> [Exercise goal]:
Reproduce the rows below, replacing every occurrence of "innermost" with "central" and leaving all other text unchanged.

(begin)

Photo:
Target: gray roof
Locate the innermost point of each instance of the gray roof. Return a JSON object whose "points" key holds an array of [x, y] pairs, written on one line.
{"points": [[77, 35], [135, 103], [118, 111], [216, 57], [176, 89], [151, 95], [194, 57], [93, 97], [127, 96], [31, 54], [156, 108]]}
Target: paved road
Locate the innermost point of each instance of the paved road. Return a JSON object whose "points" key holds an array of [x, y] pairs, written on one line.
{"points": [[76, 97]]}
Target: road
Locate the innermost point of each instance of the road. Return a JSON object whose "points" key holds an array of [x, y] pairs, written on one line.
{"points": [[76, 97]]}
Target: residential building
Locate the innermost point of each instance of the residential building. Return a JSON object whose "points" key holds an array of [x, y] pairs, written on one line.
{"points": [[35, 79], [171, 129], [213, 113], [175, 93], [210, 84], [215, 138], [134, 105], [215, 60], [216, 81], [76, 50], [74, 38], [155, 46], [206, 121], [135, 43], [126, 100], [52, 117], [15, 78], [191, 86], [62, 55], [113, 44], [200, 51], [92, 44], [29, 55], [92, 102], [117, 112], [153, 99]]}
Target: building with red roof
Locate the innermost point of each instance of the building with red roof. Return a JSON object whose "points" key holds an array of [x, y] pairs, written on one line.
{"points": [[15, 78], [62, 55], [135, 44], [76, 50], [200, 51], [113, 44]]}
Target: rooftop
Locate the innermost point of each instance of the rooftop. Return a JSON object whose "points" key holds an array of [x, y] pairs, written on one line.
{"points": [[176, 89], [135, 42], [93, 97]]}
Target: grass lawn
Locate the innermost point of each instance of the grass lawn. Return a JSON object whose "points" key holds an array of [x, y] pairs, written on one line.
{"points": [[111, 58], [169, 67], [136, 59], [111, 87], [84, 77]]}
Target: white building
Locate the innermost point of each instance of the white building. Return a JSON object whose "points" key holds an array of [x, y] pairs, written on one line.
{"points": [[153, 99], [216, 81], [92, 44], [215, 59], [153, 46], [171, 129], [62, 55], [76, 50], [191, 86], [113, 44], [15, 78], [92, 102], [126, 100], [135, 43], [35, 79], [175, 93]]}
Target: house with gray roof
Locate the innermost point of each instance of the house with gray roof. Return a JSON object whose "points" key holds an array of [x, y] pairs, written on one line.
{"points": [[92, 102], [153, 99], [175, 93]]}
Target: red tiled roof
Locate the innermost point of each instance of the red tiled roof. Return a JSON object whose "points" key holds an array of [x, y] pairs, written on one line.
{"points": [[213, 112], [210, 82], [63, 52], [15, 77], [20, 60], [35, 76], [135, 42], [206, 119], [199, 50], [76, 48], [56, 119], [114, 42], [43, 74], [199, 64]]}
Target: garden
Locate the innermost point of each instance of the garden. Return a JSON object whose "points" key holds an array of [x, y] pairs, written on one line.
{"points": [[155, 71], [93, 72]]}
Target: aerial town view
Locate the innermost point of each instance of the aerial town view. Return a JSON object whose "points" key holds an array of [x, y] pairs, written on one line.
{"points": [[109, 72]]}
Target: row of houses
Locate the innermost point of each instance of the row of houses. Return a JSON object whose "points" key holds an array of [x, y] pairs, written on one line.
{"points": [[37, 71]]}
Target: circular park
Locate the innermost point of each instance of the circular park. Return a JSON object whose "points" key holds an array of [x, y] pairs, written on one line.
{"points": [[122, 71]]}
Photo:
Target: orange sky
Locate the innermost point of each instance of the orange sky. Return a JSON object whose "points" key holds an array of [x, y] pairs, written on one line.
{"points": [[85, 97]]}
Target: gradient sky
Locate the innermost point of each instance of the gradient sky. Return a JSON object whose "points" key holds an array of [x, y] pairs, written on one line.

(end)

> [Solution for this exercise]:
Photo:
Target: gray roof
Locate the central point of each instance of the gray roof. Return a JSON object whose "points" key holds an array of [x, y] pairs, written on one line.
{"points": [[77, 35], [135, 103], [118, 111], [216, 57], [176, 89], [151, 95], [194, 57], [93, 97], [127, 96], [31, 54], [156, 108]]}
Target: paved road
Locate the central point of each instance of the paved road. Return a JSON object whose "points" key holds an array of [x, y] pairs, written on one line.
{"points": [[76, 97]]}
Target: road
Locate the central point of each instance of the road. Return a JSON object whose "points" key holds an array of [x, y] pairs, written on one line.
{"points": [[76, 97]]}
Target: residential building
Locate the central point of each instance of the residential building. Return a JSON object whose "points" key holds an array of [x, y] pairs, written on one line.
{"points": [[35, 79], [171, 129], [213, 113], [175, 93], [210, 84], [215, 138], [134, 105], [215, 60], [216, 81], [76, 50], [74, 38], [155, 46], [206, 121], [135, 43], [126, 100], [52, 117], [15, 78], [191, 86], [62, 55], [113, 44], [200, 51], [92, 44], [29, 55], [92, 102], [117, 112], [153, 99]]}
Target: building with red roof
Locate the central point of each instance of the building with red roof. Return a JSON object whose "points" key holds an array of [x, y] pairs, written on one line.
{"points": [[15, 78], [62, 55], [135, 44], [76, 50], [200, 51], [113, 44]]}
Target: rooftop
Locate the central point of each instance of the rooftop. Return a JSON object whose "points" key holds an array of [x, y] pairs, written on one line.
{"points": [[176, 89], [135, 42], [93, 97]]}
Target: grass lawn
Locate the central point of each instance of the grass lawn. Return a JSON object whose "points" key holds an array of [x, y] pairs, written on one line.
{"points": [[111, 58], [169, 67], [136, 59], [111, 87], [84, 77]]}
Target: white building
Locate the central point of each instance of the white building. Return a JSON object whose "points" key holds an array of [x, y] pairs, written on one line.
{"points": [[153, 99], [216, 81], [92, 44], [215, 59], [153, 46], [171, 129], [62, 55], [76, 50], [191, 86], [113, 44], [15, 78], [92, 102], [126, 100], [135, 43], [35, 79], [175, 93]]}
Target: house with gray roof
Locate the central point of each instance of the house with gray roof. Return a JSON object whose "points" key holds an array of [x, y] pairs, written on one line.
{"points": [[92, 102], [153, 99], [175, 93]]}
Target: red tiled roof
Locate the central point of each instance of the red tiled roof. Return a JSON object whose "points" key holds an array of [x, y] pairs, written on one line.
{"points": [[213, 112], [210, 82], [63, 52], [15, 77], [20, 60], [35, 76], [135, 42], [206, 119], [199, 50], [76, 48], [56, 119], [114, 42], [43, 74], [199, 64]]}
Target: garden
Locate the central point of each instance of the garden. Return a JSON object whose "points" key holds an array of [x, y] pairs, written on one line.
{"points": [[155, 71], [93, 72]]}
Target: aerial town view
Locate the central point of each instance of the aerial town view. Return a JSON object whose "points" key holds an array of [x, y] pairs, written on one line.
{"points": [[109, 72]]}
Target: row of houses
Locate the central point of each instance of the row of houses. Return a JSON object whose "points" key holds an array of [x, y] pairs, written on one line.
{"points": [[37, 71]]}
Target: circular park
Locate the central point of each instance of the circular park. Return a JSON object whose "points" key holds an array of [x, y] pairs, written on one line.
{"points": [[122, 71]]}
Photo:
Target: orange sky
Locate the central point of each instance of the orange sky. Return a JSON object whose "points" key holds an array of [x, y] pairs, written on one line.
{"points": [[85, 97]]}
Target: gradient sky
Locate the central point of each instance of the gradient sky. Return a JSON object whose "points" key holds an array of [x, y] pairs, written on one line.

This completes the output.